---- DOCUMENT EXCERPT

Have you ever heard the expression, “your eyes are the windows to your soul”? There may actually be some truth to this, as your eyes can tell your doctor a great deal about your brain. That’s why, here at Plasticity Centers, a great deal of our diagnostic and neurological testing involve your eyes.
Our clients often ask us why we spend so much time evaluating their eyes, regardless of the reason they sought out our care. In this blog post, we’ll be discussing why the eyes are so important in evaluating brain function and how different types of eye movements can help triangulate regions of brain dysfunction, the first step to creating your customized treatment program.
Your eyes are a window into your brain’s performance
It’s important to understand that our assessment allows us to use your eyes as a way to objectively identify, and later measure, improved function in the corresponding regions of your brain. This is a great way to measure improvement as not only do eye movements correspond to different brain regions but also how those regions communicate with one another. Let’s go into more detail and look at different types of eye movements while discussing the different corresponding regions and networks in your brain.
The first and most foundational eye movement actually involves no movement at all. Gaze fixation, or the ability to keep your eyes focused and still, is necessary to produce more complex movements like those required for reading. It is very difficult to read, look at somebody, walk around the mall, or even watch TV if you are unable to first keep your eyes still. In fact, our state-of-the-art technology allows our clinicians to even evaluate your gaze in the dark. This test has the potential to reveal often overlooked neurological findings that could be integral in attaining your desired outcomes. The main area in your brain being evaluated when looking at gaze fixation is your brainstem.
Eye tracking and movement give us a lot of information on how to treat you
Saccades or quick eye movements are another way to evaluate different brain regions. Quick eye movements mainly evaluate specific neurological regions such as the frontal lobe, brainstem, and cerebellum. These regions are involved in a variety of functions including personality, decision making, motivation, balance, and motor coordination.
Pursuits, or eye tracking, involve focusing on an object of interest while it is in motion. An example involving pursuits in real life is watching the ball being thrown in a baseball game. This is a function that involves many regions of your cortex including a region called the parietal lobe which is often associated with perception and sensation. The breakdown of these specific eye movements may indicate decreased functionality in this area.
Here at Plasticity Centers, our clinicians are experts at evaluating eye movements and, when paired with our advanced technology, can incorporate those findings to develop a custom-tailored treatment program for your specific needs. This unique approach allows our clients to achieve their goals and once again restore hope for them and their family.

--------

Transcribe the stretch of the eye movement article from "Eye tracking and" through "and motor coordination.". The material that comes next has nothing to do with the eye movement article.

---- SUPPLIED ENTRIES

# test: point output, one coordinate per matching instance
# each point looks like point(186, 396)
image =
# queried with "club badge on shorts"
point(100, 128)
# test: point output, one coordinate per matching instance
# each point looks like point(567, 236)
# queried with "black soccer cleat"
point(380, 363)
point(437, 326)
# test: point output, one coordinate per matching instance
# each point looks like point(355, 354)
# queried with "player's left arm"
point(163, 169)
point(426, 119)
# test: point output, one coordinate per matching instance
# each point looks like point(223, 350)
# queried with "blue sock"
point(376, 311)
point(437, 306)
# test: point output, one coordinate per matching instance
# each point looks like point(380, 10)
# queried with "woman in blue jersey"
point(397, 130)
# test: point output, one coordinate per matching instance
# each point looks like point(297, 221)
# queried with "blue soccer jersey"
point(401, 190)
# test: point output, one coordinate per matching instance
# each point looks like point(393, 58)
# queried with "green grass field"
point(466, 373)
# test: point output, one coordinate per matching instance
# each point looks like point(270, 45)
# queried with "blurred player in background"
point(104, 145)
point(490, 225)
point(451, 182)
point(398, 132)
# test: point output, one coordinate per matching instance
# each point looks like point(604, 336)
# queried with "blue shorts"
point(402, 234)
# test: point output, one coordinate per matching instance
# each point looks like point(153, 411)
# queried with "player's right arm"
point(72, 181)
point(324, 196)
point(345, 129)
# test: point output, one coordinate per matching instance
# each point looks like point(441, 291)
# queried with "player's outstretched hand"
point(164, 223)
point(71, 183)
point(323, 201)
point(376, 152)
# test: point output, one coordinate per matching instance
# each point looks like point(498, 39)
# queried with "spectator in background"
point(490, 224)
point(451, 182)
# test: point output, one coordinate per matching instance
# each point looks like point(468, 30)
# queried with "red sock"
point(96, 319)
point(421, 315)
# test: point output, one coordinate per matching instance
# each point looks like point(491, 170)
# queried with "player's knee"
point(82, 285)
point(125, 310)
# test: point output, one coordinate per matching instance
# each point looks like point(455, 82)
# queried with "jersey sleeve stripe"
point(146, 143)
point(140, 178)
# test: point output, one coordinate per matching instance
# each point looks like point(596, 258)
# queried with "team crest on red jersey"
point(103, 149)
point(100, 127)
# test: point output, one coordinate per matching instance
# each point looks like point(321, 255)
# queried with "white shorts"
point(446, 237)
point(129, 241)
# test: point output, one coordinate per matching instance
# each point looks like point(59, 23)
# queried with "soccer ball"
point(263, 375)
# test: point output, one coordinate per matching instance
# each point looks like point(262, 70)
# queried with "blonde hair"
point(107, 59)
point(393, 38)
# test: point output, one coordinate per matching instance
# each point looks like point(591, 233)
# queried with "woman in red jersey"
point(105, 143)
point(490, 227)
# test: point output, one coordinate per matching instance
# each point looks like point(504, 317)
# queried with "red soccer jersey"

--------

◆ SOLVED PROBLEM ◆
Eye tracking and movement give us a lot of information on how to treat you
Saccades or quick eye movements are another way to evaluate different brain regions. Quick eye movements mainly evaluate specific neurological regions such as the frontal lobe, brainstem, and cerebellum. These regions are involved in a variety of functions including personality, decision making, motivation, balance, and motor coordination.